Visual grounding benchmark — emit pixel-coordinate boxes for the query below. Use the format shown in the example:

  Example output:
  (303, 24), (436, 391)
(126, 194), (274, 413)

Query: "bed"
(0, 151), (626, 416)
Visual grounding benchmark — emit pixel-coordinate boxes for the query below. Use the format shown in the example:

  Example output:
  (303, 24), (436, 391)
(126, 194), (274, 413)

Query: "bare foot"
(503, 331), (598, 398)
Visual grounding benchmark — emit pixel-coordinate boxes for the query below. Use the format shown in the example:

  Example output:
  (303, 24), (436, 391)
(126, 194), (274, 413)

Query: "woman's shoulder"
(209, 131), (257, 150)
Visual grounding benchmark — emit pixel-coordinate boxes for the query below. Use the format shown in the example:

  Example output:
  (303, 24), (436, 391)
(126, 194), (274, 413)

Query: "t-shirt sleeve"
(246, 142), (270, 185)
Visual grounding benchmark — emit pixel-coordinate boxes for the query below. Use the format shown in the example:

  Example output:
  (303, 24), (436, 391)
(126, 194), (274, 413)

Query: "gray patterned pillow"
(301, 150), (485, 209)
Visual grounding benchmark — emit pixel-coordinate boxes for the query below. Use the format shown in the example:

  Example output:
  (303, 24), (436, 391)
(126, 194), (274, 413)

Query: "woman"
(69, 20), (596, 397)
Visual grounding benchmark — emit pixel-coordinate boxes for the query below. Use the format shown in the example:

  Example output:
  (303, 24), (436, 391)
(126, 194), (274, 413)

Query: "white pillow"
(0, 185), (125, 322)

=======

Switch "benchmark" to "task" everywhere in the lines above, and write all of them out again with nothing else changed.

Visual grounding task — emit pixel-coordinate boxes for the query below. Use the format shown in the example:

  Example output:
  (303, 24), (436, 391)
(126, 194), (274, 413)

Query: "bed"
(0, 151), (626, 416)
Visual grounding task — emit pixel-coordinate boxes for the query below. Use the format shown in the example:

  Example output:
  (303, 24), (436, 391)
(126, 194), (274, 413)

Query: "bare foot"
(503, 331), (598, 398)
Visual grounding task — emit pixel-coordinate boxes for the query below. Use the format shown in the example:

  Example output:
  (303, 24), (436, 391)
(126, 194), (274, 413)

Query: "woman's shoulder"
(209, 131), (257, 150)
Visual grounding task — emit pixel-coordinate boxes for the query below. Use the format shown in the example:

  Example output:
  (303, 24), (436, 391)
(126, 194), (274, 413)

Query: "t-shirt sleeve"
(246, 142), (270, 185)
Visual grounding task — emit pixel-coordinate boxes for the query below. Use the format shown in the example:

  Example output:
  (303, 24), (436, 391)
(126, 194), (274, 413)

Query: "gray patterned pillow"
(301, 150), (485, 209)
Visual grounding task — emit pixel-coordinate boxes for the query below. Use the format shown in the example:

  Example output:
  (303, 24), (436, 391)
(126, 194), (274, 413)

Query: "woman"
(69, 20), (596, 397)
Visual grounding task — emit pixel-coordinate boxes for the query below. Use the format shown in the example:

  Example output:
  (303, 24), (436, 391)
(126, 194), (274, 413)

Query: "white pillow"
(0, 185), (125, 322)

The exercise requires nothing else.